[A data block]
- - - - - - -
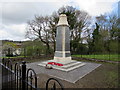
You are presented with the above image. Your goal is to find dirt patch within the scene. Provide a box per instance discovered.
[38,63,118,88]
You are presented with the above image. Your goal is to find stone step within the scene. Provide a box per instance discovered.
[62,62,81,68]
[38,62,85,72]
[66,63,85,71]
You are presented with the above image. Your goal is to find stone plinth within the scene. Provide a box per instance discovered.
[38,14,85,71]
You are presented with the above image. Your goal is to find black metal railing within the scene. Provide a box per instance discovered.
[1,58,63,90]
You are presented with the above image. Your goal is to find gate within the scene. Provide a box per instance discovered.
[1,58,63,90]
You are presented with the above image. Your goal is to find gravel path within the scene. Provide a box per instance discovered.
[27,62,101,83]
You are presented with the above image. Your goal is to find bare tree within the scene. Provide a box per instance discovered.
[26,16,51,53]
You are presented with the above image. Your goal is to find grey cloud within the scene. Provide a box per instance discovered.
[2,2,61,24]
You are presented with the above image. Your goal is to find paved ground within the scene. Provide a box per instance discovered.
[27,62,101,83]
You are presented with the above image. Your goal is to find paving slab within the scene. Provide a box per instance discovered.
[27,62,101,83]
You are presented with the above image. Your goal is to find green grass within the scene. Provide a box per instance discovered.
[72,54,120,61]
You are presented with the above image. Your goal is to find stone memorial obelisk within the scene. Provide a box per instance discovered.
[54,14,71,63]
[38,14,85,71]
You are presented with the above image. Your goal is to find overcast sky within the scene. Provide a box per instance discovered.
[0,0,119,41]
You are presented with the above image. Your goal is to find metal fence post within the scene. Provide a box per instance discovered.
[22,61,26,90]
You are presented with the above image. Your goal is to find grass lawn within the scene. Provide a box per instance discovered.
[72,54,120,61]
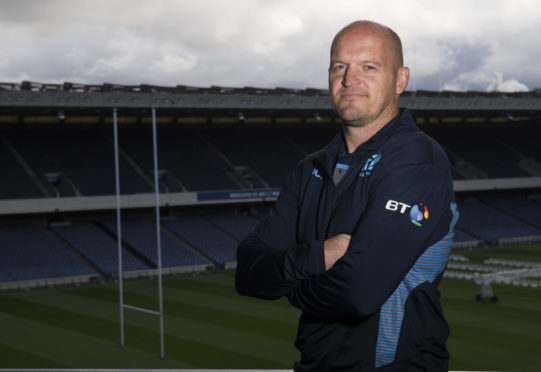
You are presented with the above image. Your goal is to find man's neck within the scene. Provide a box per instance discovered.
[342,110,398,154]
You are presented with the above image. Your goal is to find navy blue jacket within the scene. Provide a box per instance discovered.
[236,109,458,372]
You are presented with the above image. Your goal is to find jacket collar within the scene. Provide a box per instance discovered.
[314,108,415,175]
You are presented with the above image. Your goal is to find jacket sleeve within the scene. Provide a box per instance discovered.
[235,165,325,299]
[288,164,454,319]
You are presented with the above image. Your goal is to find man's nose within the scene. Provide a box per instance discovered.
[342,65,361,87]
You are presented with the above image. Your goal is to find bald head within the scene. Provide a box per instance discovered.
[331,20,404,68]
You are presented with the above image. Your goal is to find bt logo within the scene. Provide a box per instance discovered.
[385,200,429,226]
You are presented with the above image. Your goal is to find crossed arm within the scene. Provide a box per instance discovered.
[236,166,451,319]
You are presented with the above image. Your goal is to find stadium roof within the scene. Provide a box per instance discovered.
[0,81,541,113]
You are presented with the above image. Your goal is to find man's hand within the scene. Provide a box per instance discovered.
[323,234,351,270]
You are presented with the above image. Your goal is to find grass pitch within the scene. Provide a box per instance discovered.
[0,245,541,371]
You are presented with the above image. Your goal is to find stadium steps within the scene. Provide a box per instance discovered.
[93,221,157,269]
[44,224,107,279]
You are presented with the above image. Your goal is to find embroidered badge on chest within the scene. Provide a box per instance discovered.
[359,154,381,177]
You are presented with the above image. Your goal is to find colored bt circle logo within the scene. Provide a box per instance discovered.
[410,203,428,226]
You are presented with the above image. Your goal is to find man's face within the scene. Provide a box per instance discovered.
[329,27,401,126]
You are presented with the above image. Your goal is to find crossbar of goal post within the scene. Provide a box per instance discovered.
[113,107,165,358]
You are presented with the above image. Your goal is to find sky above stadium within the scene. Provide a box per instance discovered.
[0,0,541,91]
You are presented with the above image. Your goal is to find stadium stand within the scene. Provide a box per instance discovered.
[0,82,541,283]
[457,200,541,241]
[205,212,258,241]
[163,216,238,265]
[52,221,149,276]
[207,128,305,187]
[100,217,209,268]
[0,224,95,282]
[6,128,152,196]
[119,127,239,192]
[0,140,43,199]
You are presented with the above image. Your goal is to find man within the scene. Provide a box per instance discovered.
[236,21,458,372]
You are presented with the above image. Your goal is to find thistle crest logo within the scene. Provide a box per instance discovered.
[410,203,429,226]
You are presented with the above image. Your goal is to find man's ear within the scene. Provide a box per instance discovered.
[396,67,410,94]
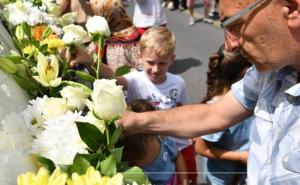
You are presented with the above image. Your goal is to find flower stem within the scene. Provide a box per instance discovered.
[49,87,53,97]
[96,36,104,79]
[105,121,110,147]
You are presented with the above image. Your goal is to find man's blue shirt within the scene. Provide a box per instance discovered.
[231,67,300,185]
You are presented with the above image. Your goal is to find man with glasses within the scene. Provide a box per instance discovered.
[119,0,300,185]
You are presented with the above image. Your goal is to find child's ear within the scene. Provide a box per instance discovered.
[171,54,176,65]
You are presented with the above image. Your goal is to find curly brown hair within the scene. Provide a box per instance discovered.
[202,44,252,103]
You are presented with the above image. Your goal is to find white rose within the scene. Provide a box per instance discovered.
[78,112,105,133]
[85,16,110,37]
[46,2,60,17]
[42,98,69,119]
[59,12,78,26]
[62,24,88,44]
[92,79,126,120]
[60,86,89,110]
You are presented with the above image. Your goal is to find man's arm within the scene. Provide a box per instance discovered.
[175,151,188,184]
[118,91,253,138]
[195,137,248,164]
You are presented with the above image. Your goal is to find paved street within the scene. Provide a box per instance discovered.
[127,0,224,184]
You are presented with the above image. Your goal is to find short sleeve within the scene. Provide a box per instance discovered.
[178,79,189,104]
[162,137,178,160]
[202,132,224,142]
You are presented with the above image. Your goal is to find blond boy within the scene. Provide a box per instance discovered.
[117,27,188,109]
- - - - - - -
Set exercise -
Rewrite the part of the items above that opens with the line containing "find man's face" and closes with the line containing "[60,86,89,110]", both lines included, with the requests unchanged and every bounding-box coordinate in the answers multiplied by 0.85 and rounded to the nearest whole number, halves rounded up. Leave the pictures out of your answer.

Problem solution -
You are presented with the above image. Your goal is to find man's face within the scene. Provide a box per instance discovered.
[280,23,341,107]
You are presented with the above image. Your goal is to find crossbar of goal post within the scene. Provide a box per instance discovered.
[96,91,140,304]
You are presented with the above image. Your goal is to find sky above stadium within the scene. Provide a box per instance discovered.
[0,0,460,77]
You are presented with the above image. Your goal is to find stadium stand within the scene. Provide a box per instance discovered.
[0,70,460,241]
[388,170,460,205]
[174,180,219,205]
[139,184,202,225]
[44,188,127,235]
[176,109,259,159]
[85,184,178,228]
[0,190,81,240]
[5,109,129,167]
[101,108,203,163]
[0,119,37,169]
You are presented with the above image. Your goal is to find man within the scene. Provide a box per instance discovered.
[201,18,389,316]
You are presented with the above image. Your goal is to find thistle crest logo within the scene. Provide a box per instance discovered.
[349,173,365,192]
You are presented with the above image. Your goal is to find man's ear within the scene. Provide a box per instance discovered.
[337,57,349,80]
You are presented with the above image. Your goal is to find flower stem within the scene. Provide a box per instance discovered.
[42,74,45,82]
[82,31,88,67]
[89,103,94,125]
You are presented with the above image. Your goal is to find man's blue shirt within the scene. Provide a box per instance discovered.
[196,57,255,157]
You are presented with the above image. Your goal is to find man with glasses within the scene. Provide a box per instance discovered.
[101,0,255,157]
You are presented with the above image. Your goal is to find child's ear within the scene. Provide a box per instance discovered.
[145,46,150,55]
You are presented with the above image. Your goal is to find curly brown hair within the scene. Provide a box per instance discovered.
[172,37,214,88]
You are presented with the above image. Your goal is to find white rose within the scene. Provide a box per instance discovered.
[66,95,89,113]
[72,14,94,31]
[39,2,51,14]
[36,83,59,101]
[50,10,66,22]
[53,20,75,37]
[78,67,107,102]
[51,73,76,94]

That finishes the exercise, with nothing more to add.